Segment Start: Text excerpt

Source URL: https://simonwillison.net/2025/Jul/10/grok-4/#atom-everything
Source: Simon Willison’s Weblog
Title: Grok 4
Feedly Summary: Grok 4
Released last night, Grok 4 is now available via both API and a paid subscription for end-users.
Key characteristics: image and text input, text output. 256,000 context length (twice that of Grok 3). It’s a reasoning model where you can’t see the reasoning tokens or turn off reasoning mode.
xAI released results showing Grok 4 beating other models on most of the significant benchmarks. I haven’t been able to find their own written version of these (the launch was a livestream video) but here’s a TechCrunch report that includes those scores. It’s not clear to me if these benchmark results are for Grok 4 or Grok 4 Heavy.

Segment End: Text excerpt
Segment Start: Material supplied

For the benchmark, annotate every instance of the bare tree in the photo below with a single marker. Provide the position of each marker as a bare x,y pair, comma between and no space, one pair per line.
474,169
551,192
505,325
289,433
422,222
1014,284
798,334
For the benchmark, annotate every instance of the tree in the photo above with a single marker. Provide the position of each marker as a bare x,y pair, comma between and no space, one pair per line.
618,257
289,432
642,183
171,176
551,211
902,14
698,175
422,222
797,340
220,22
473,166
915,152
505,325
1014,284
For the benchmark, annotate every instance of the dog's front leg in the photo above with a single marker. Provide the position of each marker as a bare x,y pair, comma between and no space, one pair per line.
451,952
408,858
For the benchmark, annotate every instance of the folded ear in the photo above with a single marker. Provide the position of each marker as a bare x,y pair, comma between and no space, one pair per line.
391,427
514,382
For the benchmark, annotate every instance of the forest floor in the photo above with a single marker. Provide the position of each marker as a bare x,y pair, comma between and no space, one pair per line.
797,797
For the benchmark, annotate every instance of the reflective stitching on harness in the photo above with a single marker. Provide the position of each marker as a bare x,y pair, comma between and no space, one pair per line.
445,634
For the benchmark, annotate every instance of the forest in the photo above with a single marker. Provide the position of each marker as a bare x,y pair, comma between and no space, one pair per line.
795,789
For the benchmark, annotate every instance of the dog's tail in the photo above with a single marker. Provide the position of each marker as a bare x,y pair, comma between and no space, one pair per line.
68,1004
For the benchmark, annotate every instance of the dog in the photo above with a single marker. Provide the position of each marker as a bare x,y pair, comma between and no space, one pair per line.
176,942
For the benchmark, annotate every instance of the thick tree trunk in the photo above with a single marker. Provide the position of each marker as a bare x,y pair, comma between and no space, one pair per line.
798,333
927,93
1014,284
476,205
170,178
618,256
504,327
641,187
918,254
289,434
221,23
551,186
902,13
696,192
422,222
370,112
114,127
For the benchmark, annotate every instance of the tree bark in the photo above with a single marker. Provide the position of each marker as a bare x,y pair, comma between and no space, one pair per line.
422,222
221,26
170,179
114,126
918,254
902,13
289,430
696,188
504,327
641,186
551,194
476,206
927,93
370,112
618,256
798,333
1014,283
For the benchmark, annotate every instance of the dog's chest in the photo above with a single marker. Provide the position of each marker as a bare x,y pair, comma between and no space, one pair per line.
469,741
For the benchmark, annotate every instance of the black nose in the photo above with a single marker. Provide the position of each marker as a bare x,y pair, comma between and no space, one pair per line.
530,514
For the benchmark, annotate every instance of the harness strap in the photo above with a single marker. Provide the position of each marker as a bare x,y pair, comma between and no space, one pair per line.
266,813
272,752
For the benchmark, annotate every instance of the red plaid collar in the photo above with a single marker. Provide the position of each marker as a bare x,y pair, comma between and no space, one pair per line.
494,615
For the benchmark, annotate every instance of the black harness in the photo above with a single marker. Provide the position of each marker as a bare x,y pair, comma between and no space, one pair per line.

Segment End: Material supplied

**Your goal:** Could you pick up the blog post about Grok 4's release above and continue it from its last sentence?

**Written answer:**
I ran my own benchmark using Grok 4 via OpenRouter (since I have API keys there already).
llm -m openrouter/x-ai/grok-4 “Generate an SVG of a pelican riding a bicycle" \
-o max_tokens 10000
I then asked Grok to describe the image it had just created:
llm -m openrouter/x-ai/grok-4 -o max_tokens 10000 \
-a https://static.simonwillison.net/static/2025/grok4-pelican.png \
‘describe this image’
Here’s the result. It described it as a "cute, bird-like creature (resembling a duck, chick, or stylized bird)".
The most interesting independent analysis I’ve seen so far is this one from Artificial Analysis:
We have run our full suite of benchmarks and Grok 4 achieves an Artificial Analysis Intelligence Index of 73, ahead of OpenAI o3 at 70, Google Gemini 2.5 Pro at 70, Anthropic Claude 4 Opus at 64 and DeepSeek R1 0528 at 68.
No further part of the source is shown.